* Direction
Reproduce, word for word, the part of the material below that opens with the line containing "the man's beige" and closes with the line containing "pixel 892 445", including both of those lines.
* start Records for the exercise *
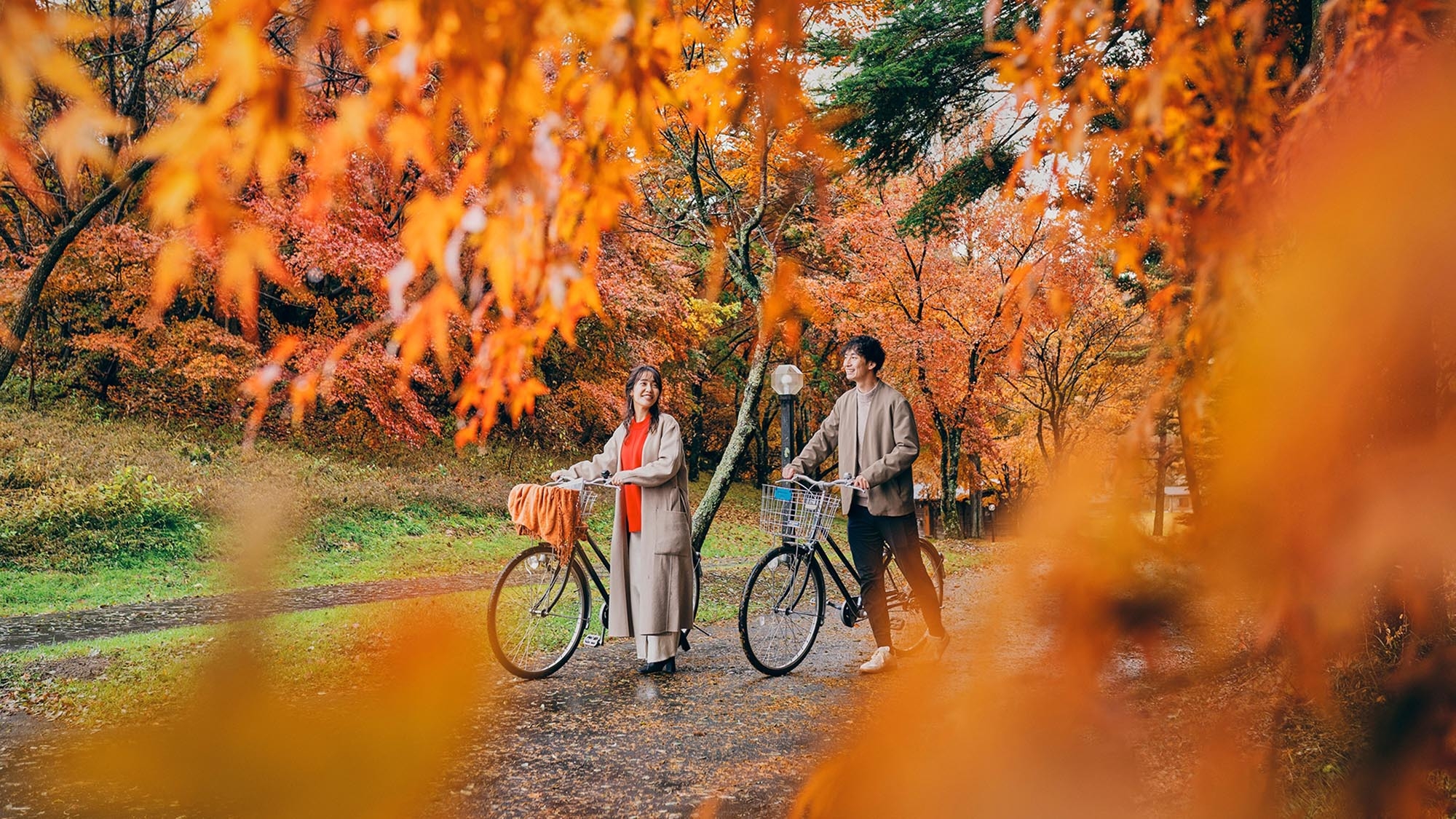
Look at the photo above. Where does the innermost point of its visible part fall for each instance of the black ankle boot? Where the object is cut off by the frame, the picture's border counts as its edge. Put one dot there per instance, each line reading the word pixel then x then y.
pixel 662 666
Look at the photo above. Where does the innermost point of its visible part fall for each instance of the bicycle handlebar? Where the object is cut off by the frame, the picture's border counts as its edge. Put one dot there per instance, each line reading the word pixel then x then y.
pixel 822 486
pixel 601 481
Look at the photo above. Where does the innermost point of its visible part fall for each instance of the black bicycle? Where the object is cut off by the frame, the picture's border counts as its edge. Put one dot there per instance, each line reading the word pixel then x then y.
pixel 784 604
pixel 541 605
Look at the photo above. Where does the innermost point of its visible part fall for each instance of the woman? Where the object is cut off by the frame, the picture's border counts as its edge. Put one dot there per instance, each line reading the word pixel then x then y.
pixel 652 538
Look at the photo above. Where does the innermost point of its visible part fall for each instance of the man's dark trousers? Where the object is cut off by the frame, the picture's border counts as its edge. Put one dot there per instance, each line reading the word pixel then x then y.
pixel 869 535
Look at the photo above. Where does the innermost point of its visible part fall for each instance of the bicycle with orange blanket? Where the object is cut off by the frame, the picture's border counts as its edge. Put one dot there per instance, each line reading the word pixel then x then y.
pixel 541 605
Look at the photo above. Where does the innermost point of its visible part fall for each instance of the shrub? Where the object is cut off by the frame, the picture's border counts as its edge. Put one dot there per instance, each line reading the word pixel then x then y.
pixel 127 521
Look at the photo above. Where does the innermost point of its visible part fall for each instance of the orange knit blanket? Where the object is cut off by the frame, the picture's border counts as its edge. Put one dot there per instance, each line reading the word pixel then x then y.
pixel 551 513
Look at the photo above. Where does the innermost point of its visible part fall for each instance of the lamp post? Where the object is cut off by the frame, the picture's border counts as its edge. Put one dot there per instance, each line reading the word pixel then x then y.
pixel 788 381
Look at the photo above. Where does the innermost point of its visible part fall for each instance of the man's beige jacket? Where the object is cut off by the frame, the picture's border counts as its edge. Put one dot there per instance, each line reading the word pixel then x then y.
pixel 892 445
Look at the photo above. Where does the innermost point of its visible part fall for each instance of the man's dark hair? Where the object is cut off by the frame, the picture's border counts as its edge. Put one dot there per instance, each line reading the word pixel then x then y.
pixel 869 349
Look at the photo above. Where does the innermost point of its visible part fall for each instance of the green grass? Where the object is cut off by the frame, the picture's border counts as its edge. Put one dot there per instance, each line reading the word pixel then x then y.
pixel 414 541
pixel 30 592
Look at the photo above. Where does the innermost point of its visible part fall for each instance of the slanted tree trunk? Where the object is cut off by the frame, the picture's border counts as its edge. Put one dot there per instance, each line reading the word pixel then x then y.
pixel 1190 461
pixel 745 427
pixel 978 512
pixel 1163 480
pixel 950 471
pixel 31 296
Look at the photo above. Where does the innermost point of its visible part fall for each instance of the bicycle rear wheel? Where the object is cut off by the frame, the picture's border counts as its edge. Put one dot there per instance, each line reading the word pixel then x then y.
pixel 783 609
pixel 538 612
pixel 908 628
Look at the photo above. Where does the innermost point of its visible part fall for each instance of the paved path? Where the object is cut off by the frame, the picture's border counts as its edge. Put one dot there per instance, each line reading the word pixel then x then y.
pixel 598 739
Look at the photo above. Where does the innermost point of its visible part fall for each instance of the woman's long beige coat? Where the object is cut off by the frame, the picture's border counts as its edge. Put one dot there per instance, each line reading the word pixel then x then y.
pixel 659 579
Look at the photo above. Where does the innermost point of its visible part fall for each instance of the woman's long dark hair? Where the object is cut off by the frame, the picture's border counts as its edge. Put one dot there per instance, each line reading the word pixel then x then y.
pixel 631 413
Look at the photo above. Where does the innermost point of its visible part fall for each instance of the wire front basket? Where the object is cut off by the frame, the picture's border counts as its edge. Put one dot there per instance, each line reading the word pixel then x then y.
pixel 797 513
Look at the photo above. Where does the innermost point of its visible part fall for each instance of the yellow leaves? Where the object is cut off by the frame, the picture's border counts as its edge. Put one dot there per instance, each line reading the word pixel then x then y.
pixel 429 222
pixel 408 138
pixel 704 318
pixel 427 327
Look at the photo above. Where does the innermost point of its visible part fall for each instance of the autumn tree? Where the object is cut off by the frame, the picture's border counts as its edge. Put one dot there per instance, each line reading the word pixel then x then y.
pixel 951 304
pixel 521 132
pixel 82 84
pixel 1083 355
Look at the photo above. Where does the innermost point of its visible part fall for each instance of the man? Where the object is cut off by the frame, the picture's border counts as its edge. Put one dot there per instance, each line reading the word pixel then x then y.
pixel 876 435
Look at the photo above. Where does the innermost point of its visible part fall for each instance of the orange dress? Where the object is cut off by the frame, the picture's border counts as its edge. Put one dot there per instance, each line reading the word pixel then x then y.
pixel 631 458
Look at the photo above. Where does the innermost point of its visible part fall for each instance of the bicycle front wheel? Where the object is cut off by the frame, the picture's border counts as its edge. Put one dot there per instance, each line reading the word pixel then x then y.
pixel 908 628
pixel 783 609
pixel 538 612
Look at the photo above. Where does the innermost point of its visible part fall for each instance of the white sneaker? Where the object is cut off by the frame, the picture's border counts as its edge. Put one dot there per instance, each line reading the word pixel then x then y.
pixel 879 662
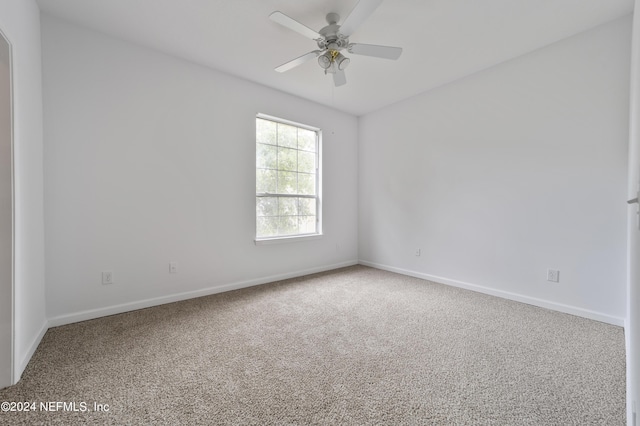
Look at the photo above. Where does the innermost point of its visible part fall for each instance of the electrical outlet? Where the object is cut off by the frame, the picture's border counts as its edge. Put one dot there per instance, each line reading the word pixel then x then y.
pixel 553 275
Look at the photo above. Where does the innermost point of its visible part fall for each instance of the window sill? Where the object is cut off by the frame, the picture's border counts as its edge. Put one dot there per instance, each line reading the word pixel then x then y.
pixel 281 240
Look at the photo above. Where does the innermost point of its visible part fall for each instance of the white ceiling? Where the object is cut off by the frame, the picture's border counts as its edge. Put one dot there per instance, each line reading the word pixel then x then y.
pixel 443 40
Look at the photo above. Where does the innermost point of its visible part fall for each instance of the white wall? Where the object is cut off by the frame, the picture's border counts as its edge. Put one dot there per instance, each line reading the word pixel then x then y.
pixel 20 22
pixel 6 219
pixel 632 328
pixel 506 173
pixel 150 159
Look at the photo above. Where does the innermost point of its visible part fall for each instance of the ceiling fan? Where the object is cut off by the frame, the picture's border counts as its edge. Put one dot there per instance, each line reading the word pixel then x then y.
pixel 334 38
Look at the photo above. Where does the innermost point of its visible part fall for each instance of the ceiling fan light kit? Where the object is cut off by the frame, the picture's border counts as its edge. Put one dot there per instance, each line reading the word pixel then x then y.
pixel 333 39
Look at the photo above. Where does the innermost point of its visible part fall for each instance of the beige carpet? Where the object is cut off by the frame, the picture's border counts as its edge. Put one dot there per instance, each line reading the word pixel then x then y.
pixel 354 346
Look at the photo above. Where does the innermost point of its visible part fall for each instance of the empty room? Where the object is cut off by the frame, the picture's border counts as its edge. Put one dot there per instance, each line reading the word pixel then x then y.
pixel 322 212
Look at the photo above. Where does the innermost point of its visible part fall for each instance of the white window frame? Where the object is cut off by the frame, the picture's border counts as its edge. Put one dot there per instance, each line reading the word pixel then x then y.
pixel 317 197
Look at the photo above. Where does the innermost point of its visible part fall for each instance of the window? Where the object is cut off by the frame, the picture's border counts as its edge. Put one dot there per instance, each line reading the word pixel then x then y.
pixel 287 179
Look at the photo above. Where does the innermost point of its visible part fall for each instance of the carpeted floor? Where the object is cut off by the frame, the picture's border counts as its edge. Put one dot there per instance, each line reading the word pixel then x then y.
pixel 353 346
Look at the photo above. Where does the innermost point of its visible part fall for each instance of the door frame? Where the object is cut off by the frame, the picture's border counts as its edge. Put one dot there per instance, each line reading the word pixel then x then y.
pixel 11 342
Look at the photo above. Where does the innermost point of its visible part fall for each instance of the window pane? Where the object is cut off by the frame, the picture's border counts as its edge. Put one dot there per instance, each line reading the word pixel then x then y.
pixel 266 206
pixel 287 159
pixel 306 184
pixel 307 140
pixel 267 226
pixel 288 225
pixel 265 131
pixel 286 164
pixel 266 181
pixel 288 206
pixel 287 182
pixel 266 156
pixel 307 224
pixel 307 207
pixel 287 136
pixel 306 162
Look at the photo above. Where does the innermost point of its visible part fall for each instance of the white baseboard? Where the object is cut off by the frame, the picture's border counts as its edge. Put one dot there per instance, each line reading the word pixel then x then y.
pixel 22 364
pixel 567 309
pixel 147 303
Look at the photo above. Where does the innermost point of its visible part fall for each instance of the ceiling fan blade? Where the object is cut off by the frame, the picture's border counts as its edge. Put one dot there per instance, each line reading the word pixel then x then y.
pixel 358 15
pixel 294 25
pixel 385 52
pixel 339 78
pixel 298 61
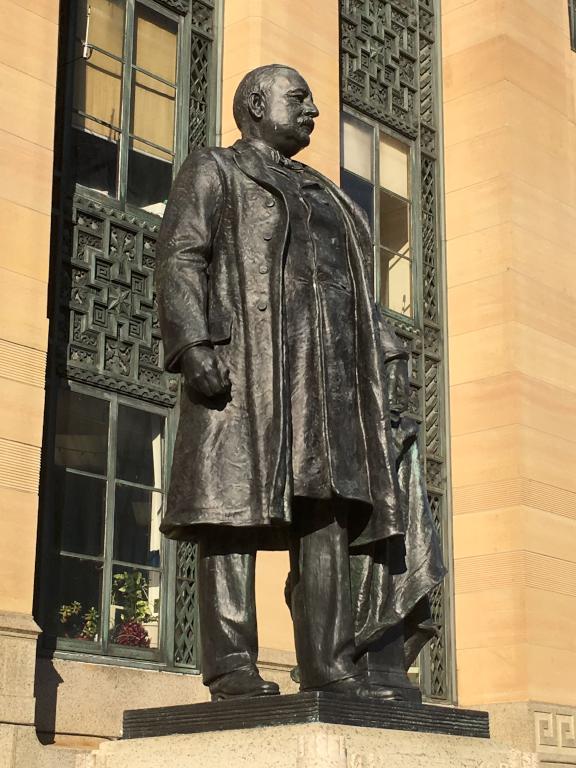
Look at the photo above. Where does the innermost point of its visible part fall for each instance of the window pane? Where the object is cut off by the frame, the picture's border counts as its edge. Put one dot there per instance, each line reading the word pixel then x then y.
pixel 396 283
pixel 394 223
pixel 135 607
pixel 77 615
pixel 155 43
pixel 81 502
pixel 358 142
pixel 97 91
pixel 137 516
pixel 394 166
pixel 81 432
pixel 153 113
pixel 95 159
pixel 149 178
pixel 139 446
pixel 361 191
pixel 106 27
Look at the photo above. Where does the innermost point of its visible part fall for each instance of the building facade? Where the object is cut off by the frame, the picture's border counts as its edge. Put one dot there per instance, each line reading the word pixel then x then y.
pixel 453 124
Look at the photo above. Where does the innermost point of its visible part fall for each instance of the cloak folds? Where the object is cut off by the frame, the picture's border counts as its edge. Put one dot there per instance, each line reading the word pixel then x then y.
pixel 220 279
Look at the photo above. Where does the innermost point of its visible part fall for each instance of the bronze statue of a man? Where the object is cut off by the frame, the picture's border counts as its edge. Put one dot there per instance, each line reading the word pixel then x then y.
pixel 285 437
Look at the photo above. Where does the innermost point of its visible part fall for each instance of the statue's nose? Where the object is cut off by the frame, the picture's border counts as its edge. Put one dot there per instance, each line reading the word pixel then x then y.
pixel 312 110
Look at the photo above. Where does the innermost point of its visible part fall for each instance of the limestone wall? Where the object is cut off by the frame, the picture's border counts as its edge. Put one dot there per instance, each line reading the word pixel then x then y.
pixel 509 86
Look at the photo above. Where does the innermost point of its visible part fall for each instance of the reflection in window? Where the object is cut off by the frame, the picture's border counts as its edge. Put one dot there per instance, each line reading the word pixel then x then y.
pixel 125 101
pixel 369 154
pixel 108 498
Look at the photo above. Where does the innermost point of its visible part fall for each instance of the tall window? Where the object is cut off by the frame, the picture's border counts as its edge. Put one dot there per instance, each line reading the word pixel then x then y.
pixel 109 459
pixel 127 93
pixel 134 93
pixel 376 173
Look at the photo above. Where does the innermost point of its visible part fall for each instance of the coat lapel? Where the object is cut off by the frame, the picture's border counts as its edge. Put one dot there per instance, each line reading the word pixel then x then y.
pixel 252 163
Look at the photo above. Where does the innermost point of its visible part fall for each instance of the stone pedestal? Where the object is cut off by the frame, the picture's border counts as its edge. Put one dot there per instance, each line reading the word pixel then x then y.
pixel 18 636
pixel 306 731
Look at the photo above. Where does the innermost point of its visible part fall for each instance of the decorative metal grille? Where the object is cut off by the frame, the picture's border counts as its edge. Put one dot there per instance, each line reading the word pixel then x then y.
pixel 388 58
pixel 379 56
pixel 185 630
pixel 180 6
pixel 200 69
pixel 109 334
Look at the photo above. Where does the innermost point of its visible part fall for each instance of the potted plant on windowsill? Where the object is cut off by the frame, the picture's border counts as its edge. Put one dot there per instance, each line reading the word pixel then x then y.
pixel 130 595
pixel 77 624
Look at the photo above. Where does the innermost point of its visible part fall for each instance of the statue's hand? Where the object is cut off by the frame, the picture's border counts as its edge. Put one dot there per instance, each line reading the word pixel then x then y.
pixel 398 386
pixel 204 372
* end Records for the exercise *
* Solution to the exercise
Look at the photo above. Where does the innermost point of its visible part fall for each instance of the man's beige jacket? Where the object is cut off by the frame, the picture's border counts as its edge. Put one dot there per instance, each line reading the word pixel then x then y.
pixel 892 445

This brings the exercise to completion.